### SOURCE RECORDS
⟨

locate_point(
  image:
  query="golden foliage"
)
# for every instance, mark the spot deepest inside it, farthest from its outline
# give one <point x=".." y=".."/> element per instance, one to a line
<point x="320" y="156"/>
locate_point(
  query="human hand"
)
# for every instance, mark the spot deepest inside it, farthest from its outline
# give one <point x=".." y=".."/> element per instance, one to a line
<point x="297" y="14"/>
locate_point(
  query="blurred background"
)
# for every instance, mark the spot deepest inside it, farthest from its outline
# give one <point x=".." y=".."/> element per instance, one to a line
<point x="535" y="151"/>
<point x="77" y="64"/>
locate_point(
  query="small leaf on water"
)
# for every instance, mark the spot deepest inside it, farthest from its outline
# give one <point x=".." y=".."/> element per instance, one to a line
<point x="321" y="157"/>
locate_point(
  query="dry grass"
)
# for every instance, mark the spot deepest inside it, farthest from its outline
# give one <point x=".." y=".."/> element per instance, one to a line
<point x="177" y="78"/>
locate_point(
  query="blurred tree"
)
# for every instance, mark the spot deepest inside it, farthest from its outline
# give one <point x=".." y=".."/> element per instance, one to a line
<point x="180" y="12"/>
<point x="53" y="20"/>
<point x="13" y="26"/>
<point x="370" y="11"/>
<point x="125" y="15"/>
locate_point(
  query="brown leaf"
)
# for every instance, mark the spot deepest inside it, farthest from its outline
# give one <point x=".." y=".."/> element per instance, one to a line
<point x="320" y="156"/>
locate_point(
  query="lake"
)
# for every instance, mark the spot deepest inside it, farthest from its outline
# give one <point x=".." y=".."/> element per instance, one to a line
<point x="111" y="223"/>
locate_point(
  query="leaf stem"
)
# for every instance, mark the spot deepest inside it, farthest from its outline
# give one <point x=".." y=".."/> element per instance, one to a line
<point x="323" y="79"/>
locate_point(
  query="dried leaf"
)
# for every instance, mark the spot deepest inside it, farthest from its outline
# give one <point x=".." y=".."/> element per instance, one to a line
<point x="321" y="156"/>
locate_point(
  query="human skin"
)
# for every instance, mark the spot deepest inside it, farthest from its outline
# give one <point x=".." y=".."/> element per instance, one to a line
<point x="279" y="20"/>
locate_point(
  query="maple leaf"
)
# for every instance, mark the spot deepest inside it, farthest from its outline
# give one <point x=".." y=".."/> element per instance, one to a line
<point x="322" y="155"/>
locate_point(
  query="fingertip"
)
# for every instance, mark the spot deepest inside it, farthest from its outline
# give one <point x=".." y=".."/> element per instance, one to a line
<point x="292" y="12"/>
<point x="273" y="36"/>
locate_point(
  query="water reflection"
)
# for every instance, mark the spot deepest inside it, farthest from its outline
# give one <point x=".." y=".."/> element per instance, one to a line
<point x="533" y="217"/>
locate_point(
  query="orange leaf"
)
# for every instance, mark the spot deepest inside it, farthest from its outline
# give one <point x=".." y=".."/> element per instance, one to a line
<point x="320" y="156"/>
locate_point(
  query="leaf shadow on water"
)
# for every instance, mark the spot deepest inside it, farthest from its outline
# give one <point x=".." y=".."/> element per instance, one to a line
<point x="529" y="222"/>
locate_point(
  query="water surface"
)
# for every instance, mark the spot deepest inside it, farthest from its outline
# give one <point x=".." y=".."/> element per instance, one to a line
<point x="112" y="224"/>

⟩
⟨

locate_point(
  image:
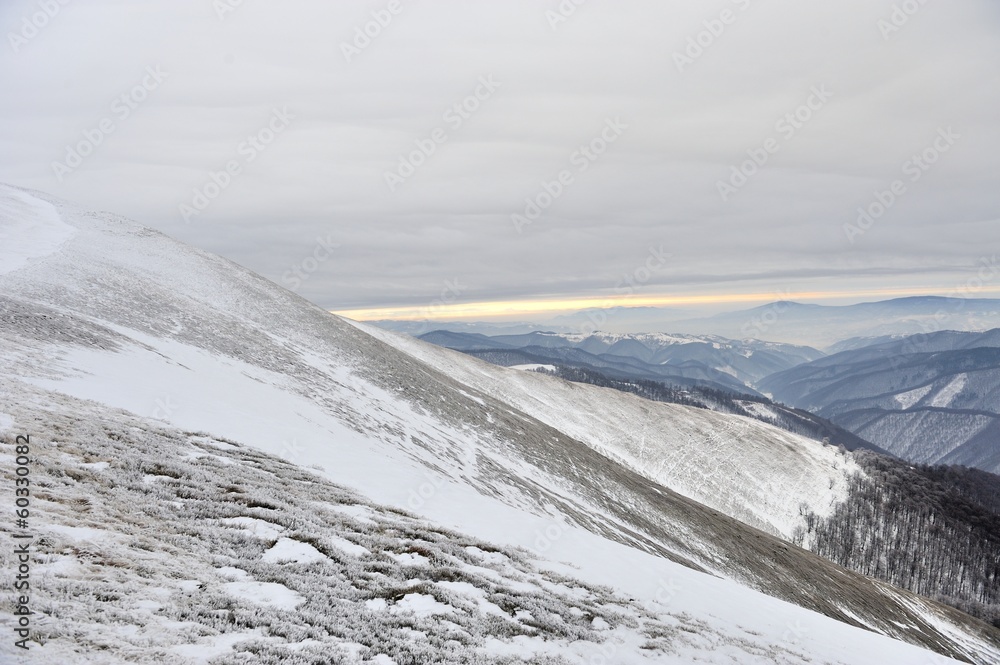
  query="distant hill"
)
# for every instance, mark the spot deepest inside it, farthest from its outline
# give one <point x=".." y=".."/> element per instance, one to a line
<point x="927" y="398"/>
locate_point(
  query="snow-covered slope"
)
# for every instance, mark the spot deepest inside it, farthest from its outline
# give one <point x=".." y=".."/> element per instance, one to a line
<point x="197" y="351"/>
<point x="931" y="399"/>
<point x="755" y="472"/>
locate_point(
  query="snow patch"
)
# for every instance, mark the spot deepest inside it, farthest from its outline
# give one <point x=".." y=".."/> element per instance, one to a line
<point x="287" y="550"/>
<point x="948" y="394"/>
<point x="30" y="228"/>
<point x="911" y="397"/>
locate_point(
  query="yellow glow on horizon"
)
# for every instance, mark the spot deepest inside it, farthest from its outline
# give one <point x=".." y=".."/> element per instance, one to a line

⟩

### DIRECTION
Find each line in the listing above that contains the word "blurred". Copy those lines.

### SOLUTION TO THE PROBLEM
  query="blurred background"
  query="blurred tree"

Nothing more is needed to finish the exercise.